▶ Quoted passage
>> BEGIN

# Training - NEVER hand off your leash !



## GSDPERRO (Nov 12, 2015)

I have a 16 week old working line puppy whom I decided to take to 1 on 1 training at the place I take my dogs to the vet. They have a full time trainer on staff who supposedly graduated top of their class at Tom Rose. I went in and explained that I was interested in doing Rally and maybe obedience with him and would like for him to help me work on competition heeling . 

My pup is the boldest, most willing little guy... He has great eye contact and flies into a down or sit until releases and just tries so hard to even when he doesn't understand, he will happily start offering behaviors... 

After walking in with my pup I realize I had forgotten my treats in the car. The trainer said "I will hold him for you" and I walk all the way back outside and down to my car and then back in which took maybe 7-8 minutes. When I am near the door I hear yelping, I can see in the window that the trainer is walking my puppy and is not just letting him hit the end of the line but giving him very sharp corrections, shart enough to flip the puppy off his feet. I open the door and immediately go over and take the leash, I am so angry I know I best not speak. Look down and realize that this SOB has put a prong collar on my puppy. He has been flipping my puppy around on the prong collar. A puppy that had no idea how to heal. The trainer says "what's up where are you going?" I take off the prong and for just a split second am tempted to throw it at him but somehow manage to keep my cool and lay it down without saying a word. I got home and the pup is just fine but I am not. I just want to explode, I am just so angry at myself. I know better than to hand off my dog and it is not a mistake I will ever make again.


----------



## Jax08 (Feb 13, 2009)

I would have killed someone. You need to make a complaint to the vet. The top trainers in the country do NOT train like that.


----------



## bassun (Dec 3, 2018)

Jax08 said:


> I would have killed someone. You need to make a complaint to the vet. The top trainers in the country do NOT train like that.

>> END

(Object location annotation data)
>> BEGIN

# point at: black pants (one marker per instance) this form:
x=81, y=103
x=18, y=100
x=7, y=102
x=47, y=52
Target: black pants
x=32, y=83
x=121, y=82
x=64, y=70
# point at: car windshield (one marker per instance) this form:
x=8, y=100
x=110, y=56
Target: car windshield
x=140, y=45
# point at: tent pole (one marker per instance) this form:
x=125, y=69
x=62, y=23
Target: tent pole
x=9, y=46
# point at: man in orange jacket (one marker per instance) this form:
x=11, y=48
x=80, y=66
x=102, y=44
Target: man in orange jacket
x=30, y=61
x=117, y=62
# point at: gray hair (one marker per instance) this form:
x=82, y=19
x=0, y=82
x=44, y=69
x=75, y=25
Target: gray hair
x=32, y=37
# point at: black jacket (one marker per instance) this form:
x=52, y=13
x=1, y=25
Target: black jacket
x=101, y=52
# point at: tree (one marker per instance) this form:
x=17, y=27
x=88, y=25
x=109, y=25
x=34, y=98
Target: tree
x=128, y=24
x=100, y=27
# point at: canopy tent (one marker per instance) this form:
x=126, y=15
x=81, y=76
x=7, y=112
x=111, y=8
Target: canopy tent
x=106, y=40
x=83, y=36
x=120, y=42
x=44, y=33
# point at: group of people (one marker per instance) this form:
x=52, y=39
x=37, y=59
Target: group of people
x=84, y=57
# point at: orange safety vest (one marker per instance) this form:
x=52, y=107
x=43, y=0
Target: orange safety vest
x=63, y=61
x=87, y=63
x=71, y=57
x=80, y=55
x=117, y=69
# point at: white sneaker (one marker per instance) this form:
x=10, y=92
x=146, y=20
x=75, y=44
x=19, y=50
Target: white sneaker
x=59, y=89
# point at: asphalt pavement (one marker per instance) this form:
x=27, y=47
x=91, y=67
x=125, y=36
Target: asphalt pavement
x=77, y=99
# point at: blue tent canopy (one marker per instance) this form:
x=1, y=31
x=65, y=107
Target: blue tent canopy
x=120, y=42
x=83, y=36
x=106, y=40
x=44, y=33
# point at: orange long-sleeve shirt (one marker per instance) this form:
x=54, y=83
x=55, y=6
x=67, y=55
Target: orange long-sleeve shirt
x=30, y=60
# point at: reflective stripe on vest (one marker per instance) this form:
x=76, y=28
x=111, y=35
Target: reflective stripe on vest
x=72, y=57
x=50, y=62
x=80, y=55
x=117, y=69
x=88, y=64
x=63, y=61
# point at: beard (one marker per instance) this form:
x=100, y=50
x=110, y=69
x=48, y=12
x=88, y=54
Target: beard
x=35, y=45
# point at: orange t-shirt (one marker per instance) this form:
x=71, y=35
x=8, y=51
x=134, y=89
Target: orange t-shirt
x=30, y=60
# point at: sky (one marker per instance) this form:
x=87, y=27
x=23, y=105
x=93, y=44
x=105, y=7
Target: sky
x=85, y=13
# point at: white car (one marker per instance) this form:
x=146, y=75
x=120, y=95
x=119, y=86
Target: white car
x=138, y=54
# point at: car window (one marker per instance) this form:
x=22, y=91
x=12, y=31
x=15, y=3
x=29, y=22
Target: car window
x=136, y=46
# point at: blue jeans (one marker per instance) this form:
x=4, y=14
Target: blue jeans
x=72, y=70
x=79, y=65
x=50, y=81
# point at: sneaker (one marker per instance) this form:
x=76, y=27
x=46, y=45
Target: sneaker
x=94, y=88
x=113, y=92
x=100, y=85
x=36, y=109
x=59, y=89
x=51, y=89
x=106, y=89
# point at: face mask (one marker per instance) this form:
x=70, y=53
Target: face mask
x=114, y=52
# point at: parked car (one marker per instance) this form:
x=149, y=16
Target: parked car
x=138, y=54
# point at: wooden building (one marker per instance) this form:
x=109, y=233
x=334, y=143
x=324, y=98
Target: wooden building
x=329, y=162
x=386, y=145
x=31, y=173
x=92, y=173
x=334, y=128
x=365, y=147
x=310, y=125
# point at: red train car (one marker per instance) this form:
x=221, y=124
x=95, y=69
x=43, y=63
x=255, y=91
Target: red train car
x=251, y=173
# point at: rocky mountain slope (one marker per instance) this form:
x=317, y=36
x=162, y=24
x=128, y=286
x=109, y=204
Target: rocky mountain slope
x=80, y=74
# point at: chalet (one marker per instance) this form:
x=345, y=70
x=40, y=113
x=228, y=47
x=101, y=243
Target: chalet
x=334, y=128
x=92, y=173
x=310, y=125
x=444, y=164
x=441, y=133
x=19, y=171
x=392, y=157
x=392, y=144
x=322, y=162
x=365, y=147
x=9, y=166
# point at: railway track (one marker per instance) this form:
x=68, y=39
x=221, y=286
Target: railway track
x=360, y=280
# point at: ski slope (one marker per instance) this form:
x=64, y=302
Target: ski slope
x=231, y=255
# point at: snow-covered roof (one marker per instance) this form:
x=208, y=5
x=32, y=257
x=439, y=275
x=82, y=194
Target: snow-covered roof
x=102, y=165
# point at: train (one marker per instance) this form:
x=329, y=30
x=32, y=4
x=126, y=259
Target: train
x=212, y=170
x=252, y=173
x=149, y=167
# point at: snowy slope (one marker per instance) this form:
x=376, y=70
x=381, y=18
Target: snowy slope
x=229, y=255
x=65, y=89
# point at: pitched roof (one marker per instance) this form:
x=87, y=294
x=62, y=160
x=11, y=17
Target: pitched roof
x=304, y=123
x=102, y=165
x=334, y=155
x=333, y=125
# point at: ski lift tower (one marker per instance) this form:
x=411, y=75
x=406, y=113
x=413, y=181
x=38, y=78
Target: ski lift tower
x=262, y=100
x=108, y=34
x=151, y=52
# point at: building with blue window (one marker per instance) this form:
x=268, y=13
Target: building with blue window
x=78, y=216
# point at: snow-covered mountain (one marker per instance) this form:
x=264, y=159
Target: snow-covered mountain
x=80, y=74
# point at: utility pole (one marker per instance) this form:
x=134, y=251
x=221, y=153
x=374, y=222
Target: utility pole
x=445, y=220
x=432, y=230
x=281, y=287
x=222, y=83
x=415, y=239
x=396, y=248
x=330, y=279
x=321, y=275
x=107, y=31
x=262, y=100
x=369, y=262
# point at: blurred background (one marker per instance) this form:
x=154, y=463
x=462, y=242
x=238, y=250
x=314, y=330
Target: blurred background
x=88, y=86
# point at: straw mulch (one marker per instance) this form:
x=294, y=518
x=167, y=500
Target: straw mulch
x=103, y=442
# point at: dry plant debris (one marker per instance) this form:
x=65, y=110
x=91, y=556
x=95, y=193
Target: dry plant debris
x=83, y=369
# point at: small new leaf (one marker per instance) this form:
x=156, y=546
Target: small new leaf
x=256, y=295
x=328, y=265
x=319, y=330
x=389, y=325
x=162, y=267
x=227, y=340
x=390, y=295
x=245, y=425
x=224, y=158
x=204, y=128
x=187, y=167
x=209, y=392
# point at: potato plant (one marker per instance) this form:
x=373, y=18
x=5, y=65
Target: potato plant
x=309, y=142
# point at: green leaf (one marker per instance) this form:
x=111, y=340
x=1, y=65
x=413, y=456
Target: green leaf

>> END

▶ Exercise instructions
1. Could you write out the entries from the line containing "# point at: small" through the end of the entries, changing "marker" to "pin" and leaving everything else as it is?
2. Can you carry on the forum thread about handing off a puppy's leash at training from the point where it stops?

▶ The answers
1.
# point at: small new leaf (one pin per instance) this form:
x=156, y=546
Target: small new leaf
x=256, y=295
x=328, y=265
x=319, y=330
x=389, y=325
x=162, y=267
x=227, y=340
x=390, y=295
x=245, y=425
x=224, y=158
x=204, y=128
x=187, y=167
x=209, y=392
# point at: potato plant (one pin per instance) this form:
x=373, y=18
x=5, y=65
Target: potato plant
x=309, y=142
# point at: green leaf (one pin per instance) this form:
x=111, y=340
x=1, y=65
x=413, y=456
Target: green leaf

2.
I don't think I could have handled myself as gracefully. Good on you! I 100% agree with Jax -- I would absolutely make a complaint and with vigor. I would have been LIVID to say the least. That's family he's abusing. I get prongs, and I get corrections -- but there is a time, a place and a level of expectation and correction. I would have been quite rude to say the least.


----------



## GSDPERRO (Nov 12, 2015)

Yes, there is a time and a place for a prong but a 16 week old puppy trying to learn is not it. I'm still seething and that prong did come pretty close to becoming a flying object aimed right at his head. I know this guy does a ton of in board training too. I'm trying to figure out the most effective way of making a review that will get noticed by anyone who might want to board and train with him... I can only imagine how he must behave if no one is there to watch him. So sad.


----------



## CometDog (Aug 22, 2017)

A 4 month old puppy? I don't even want to say what I would have done with that prong. Sorry that happened, yes I would complain too.


----------



## dogma13 (Mar 8, 2014)

Unbelievable.I'll help you put that prong where it truly belongs @CometDog


----------



## bassun (Dec 3, 2018)

GSDPERRO said:


> Yes, there is a time and a place for a prong but a 16 week old puppy trying to learn is not it. I'm still seething and that prong did come pretty close to becoming a flying object aimed right at his head. I know this guy does a ton of in board training too. I'm trying to figure out the most effective way of making a review that will get noticed by anyone who might want to board and train with him... I can only imagine how he must behave if no one is there to watch him. So sad.


I cannot say how to best make the review - but I can say that when I read reviews I look for actual experiences vs general chatter. To that end, if I were writing a review I would tell the story exactly as it unfolded, including your emotions and fears.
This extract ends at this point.